** EXTRACTED TEXT follows **

To my knowledge...Derm is the only profession that pays generously with easy work hours. Otherwise, you get paid by working your butt off. There are some that pay more than others...but I’d imagine that the easy money concept is a delusion more often than not.
 
Random question, since I'm making too many threads. If you do a residency that offers a fellowship you are interested in, do you have an edge when applying to it?
 
Random question, since I'm making too many threads. If you do a residency that offers a fellowship you are interested in, do you have an edge when applying to it?

If you’re not a crap resident...absolutely
 
Thanks everyone for your thoughts, I appreciate all the information.

If I can keep badgering you all:

Categorical vs Advanced programs. Is there an advantage to one over the other? I see there are a lot fewer categorical spots, is that because it's less desirable? I would think it would be nice not to uproot my family somewhere for a year of intern year and then move them again for an advanced residency. I'd rather stay put if I could help it, unless it's disadvantageous to my future.

I've read elsewhere that preliminary surgery might be beneficial if I wanted to do a fellowship in spine or pain, since you spend more time doing procedures (depending on the program). That kind of makes sense to me. I'm also interested in surgery, and maybe after a year of preliminary surgery I'll decide I can't imagine doing anything else and so that door will still be open. (currently heavily leaning towards the lifestyle balance of PM&R though). Can anyone draw some new blood on that idea?
 
Thanks everyone for your thoughts, I appreciate all the information.

If I can keep badgering you all:

Categorical vs Advanced programs. Is there an advantage to one over the other? I see there are a lot fewer categorical spots, is that because it's less desirable? I would think it would be nice not to uproot my family somewhere for a year of intern year and then move them again for an advanced residency. I'd rather stay put if I could help it, unless it's disadvantageous to my future.

It is my understanding that categorical programs generally are more desirable and are notoriously more competitive for exactly the reasons you say you'd be interested in them. There are less categorical spots largely due to cost to the programs.
 
600 is doable. Acgme pain fellowship. Do the work, study hard, be nice.

Dr. Lobel, can you tell me your opinion on the future of "regenerative medicine" or so-called interventional orthopedics? I get the impression that right now it's maybe promising, but very unrefined. It sounds like it's being very heavily marketed and there are a lot of dubious people trying to make a quick buck with questionable methods. It also sounds like there are people offering more legitimate treatments that are very promising.

** End of EXTRACTED TEXT **

ACTIVITIES:
1) From the residency forum thread, list every distinct sentence that ends with a question mark, including each repeated sentence only once.
2) Carry on the residency forum thread from its final post.

** DATA EXTRACTS follows **

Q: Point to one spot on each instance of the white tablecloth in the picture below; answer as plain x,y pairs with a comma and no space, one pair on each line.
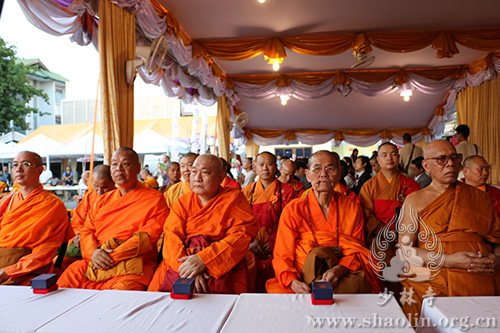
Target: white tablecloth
459,314
295,313
23,311
135,311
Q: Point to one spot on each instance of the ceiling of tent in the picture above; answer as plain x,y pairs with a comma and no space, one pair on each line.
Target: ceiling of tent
222,19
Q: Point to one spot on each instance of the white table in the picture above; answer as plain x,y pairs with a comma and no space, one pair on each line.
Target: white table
457,314
136,311
295,313
23,311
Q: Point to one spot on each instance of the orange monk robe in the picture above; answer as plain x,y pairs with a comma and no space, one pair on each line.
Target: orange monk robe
267,209
226,219
339,188
151,183
494,194
297,186
39,222
295,239
176,191
82,210
140,212
229,182
379,199
464,219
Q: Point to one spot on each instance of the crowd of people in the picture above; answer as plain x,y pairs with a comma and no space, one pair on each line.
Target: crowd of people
275,228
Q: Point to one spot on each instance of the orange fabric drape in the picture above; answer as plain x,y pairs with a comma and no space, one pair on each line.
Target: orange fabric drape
116,46
479,108
223,127
344,77
251,149
339,135
445,42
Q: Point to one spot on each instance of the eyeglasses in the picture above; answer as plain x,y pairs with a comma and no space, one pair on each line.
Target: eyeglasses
443,159
23,165
330,170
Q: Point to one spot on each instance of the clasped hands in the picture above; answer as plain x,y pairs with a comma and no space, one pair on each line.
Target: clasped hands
262,251
474,262
193,267
101,258
333,275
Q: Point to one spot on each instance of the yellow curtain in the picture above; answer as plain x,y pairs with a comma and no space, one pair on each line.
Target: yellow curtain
251,149
223,127
116,46
479,108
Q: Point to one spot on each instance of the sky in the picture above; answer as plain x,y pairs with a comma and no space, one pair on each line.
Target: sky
78,64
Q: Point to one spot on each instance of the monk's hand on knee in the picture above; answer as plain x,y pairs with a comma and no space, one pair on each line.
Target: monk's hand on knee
101,258
266,250
334,274
200,285
300,287
76,241
191,266
484,263
256,248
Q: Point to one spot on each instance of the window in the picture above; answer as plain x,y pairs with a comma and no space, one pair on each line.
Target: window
59,96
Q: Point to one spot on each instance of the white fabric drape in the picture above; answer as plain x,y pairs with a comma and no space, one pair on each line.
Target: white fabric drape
415,82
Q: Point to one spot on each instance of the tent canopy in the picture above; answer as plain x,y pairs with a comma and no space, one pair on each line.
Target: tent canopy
75,140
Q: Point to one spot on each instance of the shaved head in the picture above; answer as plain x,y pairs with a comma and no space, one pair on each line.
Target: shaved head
327,153
441,174
267,154
206,176
287,169
130,151
101,179
474,159
102,172
434,147
476,170
33,157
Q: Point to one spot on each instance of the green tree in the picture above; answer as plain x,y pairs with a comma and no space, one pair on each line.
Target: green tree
15,89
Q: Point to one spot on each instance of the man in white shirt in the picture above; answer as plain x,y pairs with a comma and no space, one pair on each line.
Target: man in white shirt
45,176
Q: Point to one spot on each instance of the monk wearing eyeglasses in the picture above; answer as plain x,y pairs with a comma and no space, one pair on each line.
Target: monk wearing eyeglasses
466,258
476,173
33,224
321,237
119,237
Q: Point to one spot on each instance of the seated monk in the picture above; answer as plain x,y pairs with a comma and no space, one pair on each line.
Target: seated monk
287,170
118,238
476,172
381,198
463,220
101,183
267,197
228,181
207,235
179,189
149,181
33,224
323,226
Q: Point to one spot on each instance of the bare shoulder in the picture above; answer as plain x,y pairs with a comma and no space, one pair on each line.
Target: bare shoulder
419,199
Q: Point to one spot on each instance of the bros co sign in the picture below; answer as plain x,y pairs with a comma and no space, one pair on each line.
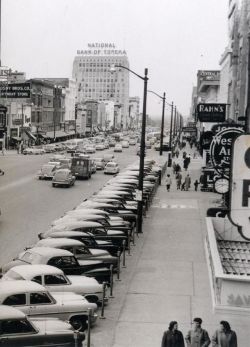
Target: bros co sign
240,186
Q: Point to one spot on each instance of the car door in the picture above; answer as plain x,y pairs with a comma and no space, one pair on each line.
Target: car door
41,304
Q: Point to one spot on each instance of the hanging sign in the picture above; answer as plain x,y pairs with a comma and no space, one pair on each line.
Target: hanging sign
211,112
240,186
221,150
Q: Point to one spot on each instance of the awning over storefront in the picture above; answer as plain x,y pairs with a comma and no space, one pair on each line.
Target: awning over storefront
30,135
58,134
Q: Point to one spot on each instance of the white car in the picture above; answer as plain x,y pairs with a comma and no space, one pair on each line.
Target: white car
125,144
35,301
17,330
111,168
54,280
118,148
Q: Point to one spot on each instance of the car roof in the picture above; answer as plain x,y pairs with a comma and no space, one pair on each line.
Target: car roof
30,271
9,312
49,251
58,242
8,288
75,224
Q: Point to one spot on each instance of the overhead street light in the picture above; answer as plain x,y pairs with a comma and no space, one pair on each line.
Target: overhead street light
142,150
162,117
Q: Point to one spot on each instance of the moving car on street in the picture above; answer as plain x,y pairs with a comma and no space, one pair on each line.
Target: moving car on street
63,177
47,172
17,330
111,168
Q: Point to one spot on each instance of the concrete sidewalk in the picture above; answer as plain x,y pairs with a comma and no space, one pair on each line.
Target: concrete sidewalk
167,276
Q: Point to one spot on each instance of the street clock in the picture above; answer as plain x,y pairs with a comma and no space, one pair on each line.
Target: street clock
221,185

** End of DATA EXTRACTS **

EXPECTED RESULTS:
1)
- If you do a residency that offers a fellowship you are interested in, do you have an edge when applying to it?
- Is there an advantage to one over the other?
- I see there are a lot fewer categorical spots, is that because it's less desirable?
- Can anyone draw some new blood on that idea?
- Dr. Lobel, can you tell me your opinion on the future of "regenerative medicine" or so-called interventional orthopedics?

2)
Maybe it's the wild west of regenerative medicine right now, but by the time I get out of residency/fellowship (7 years from now) I'm thinking it could be a much more established field. Is it a good idea to gravitate towards this stuff, or am I just getting suckered from all the marketing like everyone else?
 
Currently it is at proof of concept. Offering the procedure for cash is a money grab, preying on false hope. Nothing more than a study with n=1 for each patient.

Better study designs and standardization of protocols to allow multicenter RCT under an IRB would be a big step. But the folks out there now are happier to take 4 to 8 grand per sucker, err, patient. For now.
 
Fellowship credentials are most important if you are solo... I am so Spine, have friends who are sports and pain acgme if you work in group practice you’ll get privileged. The solo guy completing with the anesthesia/pain group will have a hard time but the fellowship makes it easier. At the end of the day the suits care about malpractice coverage and facility fee. In my hospital neuro-radiology, PMR Spine, PMR Pain, Anesthetia with and without fellowship do Spine procedures. In the community Ortho Spine and Neurosurgery do injects after weekend course. The codes bill the same for all specialties
 
In real life after residency you get payed for what you do in relation to payer mix. If you do procedures they pay more than office visit.doesn’t matter if it’s RVu or collects if you work hard and have a good payer mix. Spine/pain procedure pay more than Sport procedures which is more than General PMR.